START Recorded information
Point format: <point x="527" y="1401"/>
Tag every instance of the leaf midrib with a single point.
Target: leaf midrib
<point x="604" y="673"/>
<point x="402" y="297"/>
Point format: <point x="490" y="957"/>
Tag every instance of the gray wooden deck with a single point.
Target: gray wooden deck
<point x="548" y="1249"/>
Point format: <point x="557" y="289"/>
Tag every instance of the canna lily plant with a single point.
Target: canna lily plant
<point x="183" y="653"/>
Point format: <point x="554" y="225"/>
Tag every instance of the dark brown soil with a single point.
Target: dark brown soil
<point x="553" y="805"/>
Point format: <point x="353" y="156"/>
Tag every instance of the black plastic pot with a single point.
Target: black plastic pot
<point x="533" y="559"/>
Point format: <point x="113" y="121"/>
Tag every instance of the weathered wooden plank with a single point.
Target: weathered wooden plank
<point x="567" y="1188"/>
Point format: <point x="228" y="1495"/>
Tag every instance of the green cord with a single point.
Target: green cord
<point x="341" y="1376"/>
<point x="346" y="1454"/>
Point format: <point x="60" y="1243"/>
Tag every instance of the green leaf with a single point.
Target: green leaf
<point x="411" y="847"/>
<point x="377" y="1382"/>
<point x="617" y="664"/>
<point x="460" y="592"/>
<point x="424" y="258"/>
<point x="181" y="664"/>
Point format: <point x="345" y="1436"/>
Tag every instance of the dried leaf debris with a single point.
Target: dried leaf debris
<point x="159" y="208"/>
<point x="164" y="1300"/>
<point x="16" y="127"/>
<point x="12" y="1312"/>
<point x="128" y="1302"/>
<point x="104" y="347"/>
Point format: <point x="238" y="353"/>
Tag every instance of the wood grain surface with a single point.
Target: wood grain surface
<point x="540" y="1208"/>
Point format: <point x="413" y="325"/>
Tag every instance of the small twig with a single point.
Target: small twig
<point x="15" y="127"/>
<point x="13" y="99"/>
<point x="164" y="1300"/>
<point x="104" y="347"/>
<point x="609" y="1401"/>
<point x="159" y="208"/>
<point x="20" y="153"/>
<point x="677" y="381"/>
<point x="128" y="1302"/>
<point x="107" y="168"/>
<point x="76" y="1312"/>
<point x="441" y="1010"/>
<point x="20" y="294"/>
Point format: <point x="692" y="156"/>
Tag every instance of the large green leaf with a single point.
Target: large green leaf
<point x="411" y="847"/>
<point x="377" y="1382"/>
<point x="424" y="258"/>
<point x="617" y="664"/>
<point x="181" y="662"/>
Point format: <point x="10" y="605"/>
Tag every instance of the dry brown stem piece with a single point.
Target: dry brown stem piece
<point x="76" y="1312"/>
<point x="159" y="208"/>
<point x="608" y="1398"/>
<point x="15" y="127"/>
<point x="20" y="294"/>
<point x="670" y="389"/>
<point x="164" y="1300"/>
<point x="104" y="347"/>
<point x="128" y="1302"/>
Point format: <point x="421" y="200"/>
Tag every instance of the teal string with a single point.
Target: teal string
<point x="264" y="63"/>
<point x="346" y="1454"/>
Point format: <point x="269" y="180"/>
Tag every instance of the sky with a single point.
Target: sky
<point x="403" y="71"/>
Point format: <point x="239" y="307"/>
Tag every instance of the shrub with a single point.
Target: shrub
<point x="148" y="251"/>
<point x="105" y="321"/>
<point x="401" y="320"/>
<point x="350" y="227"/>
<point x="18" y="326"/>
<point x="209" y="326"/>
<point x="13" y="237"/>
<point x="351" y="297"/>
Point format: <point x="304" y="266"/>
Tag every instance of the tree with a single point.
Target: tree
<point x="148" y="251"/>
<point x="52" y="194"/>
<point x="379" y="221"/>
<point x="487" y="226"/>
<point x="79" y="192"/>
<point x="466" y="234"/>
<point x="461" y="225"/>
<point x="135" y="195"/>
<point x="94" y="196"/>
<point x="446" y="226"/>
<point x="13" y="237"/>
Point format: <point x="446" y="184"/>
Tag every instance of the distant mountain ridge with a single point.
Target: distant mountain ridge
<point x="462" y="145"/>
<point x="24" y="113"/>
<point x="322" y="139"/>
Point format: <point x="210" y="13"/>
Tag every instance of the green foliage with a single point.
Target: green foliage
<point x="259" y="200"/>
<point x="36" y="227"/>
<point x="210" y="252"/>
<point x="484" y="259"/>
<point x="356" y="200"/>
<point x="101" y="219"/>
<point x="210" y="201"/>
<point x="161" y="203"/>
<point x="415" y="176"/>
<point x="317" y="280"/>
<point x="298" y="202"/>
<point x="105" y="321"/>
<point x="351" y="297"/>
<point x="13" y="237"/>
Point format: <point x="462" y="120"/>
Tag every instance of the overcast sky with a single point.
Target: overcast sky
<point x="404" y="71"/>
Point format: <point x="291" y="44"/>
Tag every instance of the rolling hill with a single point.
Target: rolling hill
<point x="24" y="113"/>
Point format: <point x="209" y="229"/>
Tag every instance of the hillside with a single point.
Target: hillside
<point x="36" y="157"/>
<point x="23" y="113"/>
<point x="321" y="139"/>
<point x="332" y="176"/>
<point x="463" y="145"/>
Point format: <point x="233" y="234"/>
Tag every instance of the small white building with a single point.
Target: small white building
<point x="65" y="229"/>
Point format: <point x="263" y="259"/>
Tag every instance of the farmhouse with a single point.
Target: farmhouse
END Recorded information
Leave out every line above except those from the line with "Target: dry brown stem piece" up to and including the line with "Tag every instance of the shrub", and copy those exactly.

• _Result for this exercise_:
Target: dry brown stem piece
<point x="76" y="1312"/>
<point x="159" y="208"/>
<point x="608" y="1398"/>
<point x="15" y="127"/>
<point x="20" y="294"/>
<point x="670" y="389"/>
<point x="164" y="1300"/>
<point x="104" y="347"/>
<point x="128" y="1302"/>
Point format: <point x="421" y="200"/>
Tag every instance of the teal string with a single point.
Target: teal string
<point x="264" y="63"/>
<point x="346" y="1454"/>
Point format: <point x="269" y="180"/>
Tag every instance of the sky with a single point.
Target: sky
<point x="403" y="71"/>
Point format: <point x="239" y="307"/>
Tag every instance of the shrub with a single point.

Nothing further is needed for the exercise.